EXERCISE:
Copy the rows below, replacing "example output" with "sample output" everywhere and leaving everything else unchanged. Omit the pictures from your copy.

--- BEGIN ---

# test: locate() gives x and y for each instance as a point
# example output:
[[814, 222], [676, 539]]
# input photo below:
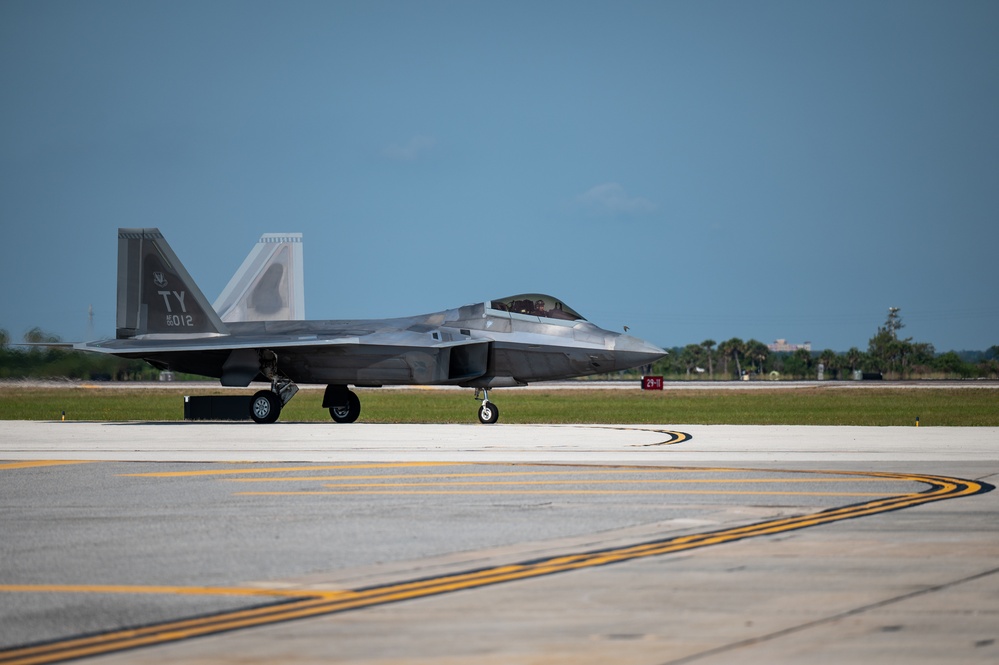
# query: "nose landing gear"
[[488, 412]]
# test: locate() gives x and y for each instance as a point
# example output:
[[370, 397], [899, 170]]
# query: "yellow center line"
[[577, 474], [306, 603], [470, 492]]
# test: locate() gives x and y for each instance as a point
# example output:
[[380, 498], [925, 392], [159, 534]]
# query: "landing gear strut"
[[266, 405], [488, 412], [343, 404]]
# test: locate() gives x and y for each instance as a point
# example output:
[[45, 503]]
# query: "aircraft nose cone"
[[636, 351]]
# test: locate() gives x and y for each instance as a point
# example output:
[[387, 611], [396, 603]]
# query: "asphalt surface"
[[208, 542]]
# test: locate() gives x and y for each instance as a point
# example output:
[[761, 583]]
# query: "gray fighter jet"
[[164, 319]]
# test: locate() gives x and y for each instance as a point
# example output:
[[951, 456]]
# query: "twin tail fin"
[[156, 295]]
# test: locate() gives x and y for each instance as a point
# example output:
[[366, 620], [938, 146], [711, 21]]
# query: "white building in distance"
[[782, 345]]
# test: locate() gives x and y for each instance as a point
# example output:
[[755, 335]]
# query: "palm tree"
[[708, 345], [757, 351], [733, 347]]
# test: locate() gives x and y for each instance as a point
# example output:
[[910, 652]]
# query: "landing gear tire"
[[265, 407], [488, 413], [349, 412]]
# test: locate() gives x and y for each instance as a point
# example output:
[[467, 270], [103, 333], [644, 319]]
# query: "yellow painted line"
[[280, 469], [583, 480], [38, 463], [311, 604], [472, 492]]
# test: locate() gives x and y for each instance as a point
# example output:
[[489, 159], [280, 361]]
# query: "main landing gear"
[[488, 412], [343, 404], [266, 405]]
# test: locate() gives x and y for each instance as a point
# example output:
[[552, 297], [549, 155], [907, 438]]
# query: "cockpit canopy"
[[537, 304]]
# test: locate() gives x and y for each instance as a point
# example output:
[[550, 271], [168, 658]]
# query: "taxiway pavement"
[[212, 542]]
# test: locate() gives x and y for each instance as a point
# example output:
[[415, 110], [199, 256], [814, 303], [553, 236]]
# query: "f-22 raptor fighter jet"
[[164, 319]]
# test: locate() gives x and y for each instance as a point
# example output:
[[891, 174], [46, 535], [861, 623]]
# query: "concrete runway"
[[303, 543]]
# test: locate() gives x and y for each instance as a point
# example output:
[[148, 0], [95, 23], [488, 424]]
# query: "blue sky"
[[692, 170]]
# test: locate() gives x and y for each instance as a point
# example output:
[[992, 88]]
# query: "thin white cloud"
[[610, 198], [411, 150]]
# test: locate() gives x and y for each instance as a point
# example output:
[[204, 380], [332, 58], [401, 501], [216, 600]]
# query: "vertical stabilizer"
[[269, 286], [156, 295]]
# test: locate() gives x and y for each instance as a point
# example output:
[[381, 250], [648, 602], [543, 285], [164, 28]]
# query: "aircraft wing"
[[376, 358]]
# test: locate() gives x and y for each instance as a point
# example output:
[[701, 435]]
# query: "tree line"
[[888, 356]]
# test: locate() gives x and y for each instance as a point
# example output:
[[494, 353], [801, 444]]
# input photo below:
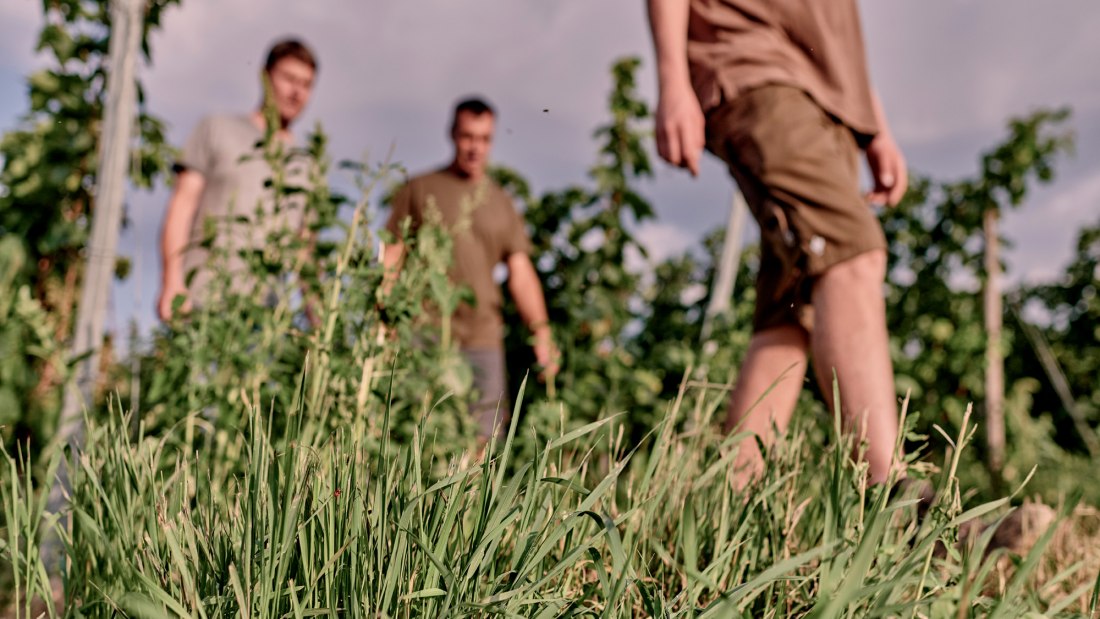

--- END ---

ANSWER:
# test: locate() gives x and y for each instance as a point
# sample output:
[[814, 222], [676, 539]]
# input photo below:
# query: "nose landing gear"
[[488, 412]]
# test: locate() gives x and y for each instance as a point
# sample output:
[[370, 397], [899, 170]]
# query: "yellow center line"
[[577, 474], [306, 603], [470, 492]]
# test: locate() gives x and y for each instance as a point
# sample output:
[[380, 498], [925, 392], [159, 534]]
# query: "landing gear strut"
[[266, 405], [488, 412], [343, 404]]
# test: locate() gives x and y for each instance as a point
# sample output:
[[45, 503]]
# query: "aircraft nose cone"
[[636, 351]]
# test: locate() gives x and y for each instance as a point
# sample output:
[[387, 611], [396, 603]]
# query: "asphalt surface"
[[208, 542]]
# test: locate() gives x and y for each instance as a point
# sample output:
[[761, 583]]
# query: "gray fighter jet"
[[164, 319]]
# test: locate() gives x and y for each instance as a point
# sample output:
[[951, 456]]
# query: "twin tail fin"
[[156, 295]]
# test: locate() gives x and y for each instance as a point
# sample output:
[[366, 620], [938, 146], [711, 21]]
# query: "white building in distance"
[[782, 345]]
# test: locate() gives x and y for each instance as a point
# sample output:
[[755, 335]]
# query: "palm tree"
[[708, 345], [757, 351], [733, 347]]
# test: locate() gives x and y for each instance as a point
# sample output:
[[910, 652]]
# query: "landing gear tire"
[[265, 407], [488, 413], [349, 412]]
# test: locate() gives x and y for each instance as a point
# sample output:
[[467, 270], [103, 333], [644, 319]]
# query: "yellow painted line"
[[280, 469], [583, 480], [38, 463], [311, 604], [472, 492]]
# test: locate() gives x and y for each instance as a point
# sample output:
[[489, 159], [280, 361]]
# query: "main landing gear"
[[488, 412], [343, 404], [266, 405]]
# test: locate() gives x and y for each instance as a point
# sample output:
[[552, 297], [549, 155], [907, 438]]
# query: "cockpit canopy"
[[537, 304]]
# test: locate() gives x and y for each instance as a point
# sample output:
[[550, 271], [168, 658]]
# query: "taxiway pavement"
[[212, 542]]
# test: locate() gives x and y for each instance as a point
# sample output:
[[415, 110], [199, 256], [814, 303], [553, 236]]
# query: "f-22 raptor fighter jet"
[[164, 319]]
# test: locate() gives x and y for each instance as a point
# sample output:
[[891, 174], [46, 535], [861, 623]]
# query: "concrete runway"
[[303, 543]]
# test: locate() gives x and y for each instance as a point
# sample output:
[[148, 0], [95, 23], [488, 424]]
# query: "blue sky"
[[692, 170]]
# test: locate() gives x and y for each instance as a point
# sample output:
[[992, 88]]
# query: "thin white cloud"
[[610, 198], [411, 150]]
# test: locate() gives x and y for each instance as a point
# sample output:
[[204, 380], [332, 58], [401, 501], [216, 600]]
# query: "vertical stabilizer"
[[269, 286], [156, 295]]
# test: locate() gives x and y for each instance as a point
# sample output:
[[381, 250], [648, 602], [543, 285], [164, 28]]
# query: "aircraft wing"
[[376, 358]]
# test: locate() gives x and y for each instance as a point
# sample output:
[[701, 435]]
# query: "tree line"
[[888, 356]]
# test: locate() gives x and y for each instance as a point
# sample output:
[[494, 353], [801, 444]]
# input photo below:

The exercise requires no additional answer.